[START Information supplied]
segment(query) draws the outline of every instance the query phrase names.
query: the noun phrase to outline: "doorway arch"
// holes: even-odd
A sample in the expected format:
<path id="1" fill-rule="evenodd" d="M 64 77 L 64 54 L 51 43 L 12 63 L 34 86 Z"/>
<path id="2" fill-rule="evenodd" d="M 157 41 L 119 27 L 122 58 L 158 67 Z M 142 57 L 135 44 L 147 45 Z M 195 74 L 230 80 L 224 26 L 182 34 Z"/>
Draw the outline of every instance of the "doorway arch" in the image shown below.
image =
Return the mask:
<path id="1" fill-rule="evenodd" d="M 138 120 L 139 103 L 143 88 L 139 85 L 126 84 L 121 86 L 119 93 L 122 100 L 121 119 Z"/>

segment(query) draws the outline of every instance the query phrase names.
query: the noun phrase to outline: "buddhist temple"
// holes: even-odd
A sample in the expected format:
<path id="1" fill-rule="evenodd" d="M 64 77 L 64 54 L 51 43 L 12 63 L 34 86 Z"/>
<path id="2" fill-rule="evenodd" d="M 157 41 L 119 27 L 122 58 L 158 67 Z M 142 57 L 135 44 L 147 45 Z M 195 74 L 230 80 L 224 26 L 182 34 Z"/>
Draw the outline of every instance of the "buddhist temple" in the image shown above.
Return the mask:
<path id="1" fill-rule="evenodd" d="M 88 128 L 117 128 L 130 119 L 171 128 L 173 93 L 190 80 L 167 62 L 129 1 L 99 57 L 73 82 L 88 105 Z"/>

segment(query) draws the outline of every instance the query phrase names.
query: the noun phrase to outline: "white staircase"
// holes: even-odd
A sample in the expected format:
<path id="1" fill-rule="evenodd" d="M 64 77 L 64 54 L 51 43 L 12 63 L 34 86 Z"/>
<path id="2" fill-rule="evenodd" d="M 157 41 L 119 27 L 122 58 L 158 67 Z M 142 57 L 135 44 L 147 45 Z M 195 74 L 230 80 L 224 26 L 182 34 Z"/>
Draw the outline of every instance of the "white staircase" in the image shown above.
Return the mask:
[END Information supplied]
Written task – Reproduce every line of the entries above as a single numbered list, omitting the blank lines.

Solution to this exercise –
1. segment(query) draws the outline of every instance the query phrase names.
2. query: the noun phrase to outline: "doorway arch"
3. // holes: even-odd
4. A sample in the expected format:
5. <path id="1" fill-rule="evenodd" d="M 64 77 L 64 54 L 51 43 L 12 63 L 34 86 Z"/>
6. <path id="2" fill-rule="evenodd" d="M 157 41 L 119 27 L 122 58 L 158 67 Z M 142 57 L 135 44 L 147 45 Z M 195 74 L 230 80 L 224 26 L 182 34 Z"/>
7. Draw the outline of every instance of the "doorway arch" in the image shown below.
8. image =
9. Return the mask:
10. <path id="1" fill-rule="evenodd" d="M 138 120 L 139 103 L 143 88 L 139 85 L 126 84 L 121 86 L 119 93 L 122 100 L 121 119 Z"/>
11. segment(query) draws the outline of every instance the query phrase names.
12. query: the noun phrase to outline: "buddhist temple"
13. // holes: even-odd
14. A sample in the expected format:
15. <path id="1" fill-rule="evenodd" d="M 64 77 L 64 54 L 51 43 L 12 63 L 34 86 Z"/>
16. <path id="2" fill-rule="evenodd" d="M 157 41 L 119 27 L 122 58 L 158 67 Z M 142 57 L 135 44 L 147 45 Z M 195 74 L 230 80 L 224 26 L 182 34 Z"/>
17. Draw the outline of every instance of the "buddhist temple" in the image shown above.
18. Return the mask:
19. <path id="1" fill-rule="evenodd" d="M 88 128 L 117 128 L 130 119 L 171 128 L 173 93 L 190 80 L 167 62 L 129 1 L 99 57 L 73 82 L 88 105 Z"/>
20. segment(query) draws the outline of every instance the query phrase names.
21. query: the noun phrase to outline: "white staircase"
22. // holes: even-odd
23. A sample in the expected format:
24. <path id="1" fill-rule="evenodd" d="M 64 77 L 64 54 L 51 43 L 12 63 L 34 86 Z"/>
25. <path id="2" fill-rule="evenodd" d="M 157 41 L 119 27 L 122 58 L 158 67 Z M 142 57 L 135 44 L 147 45 Z M 195 74 L 230 80 L 224 26 L 182 34 Z"/>
26. Draw the outline of every instance of the "white staircase" in the image shown above.
27. Return the mask:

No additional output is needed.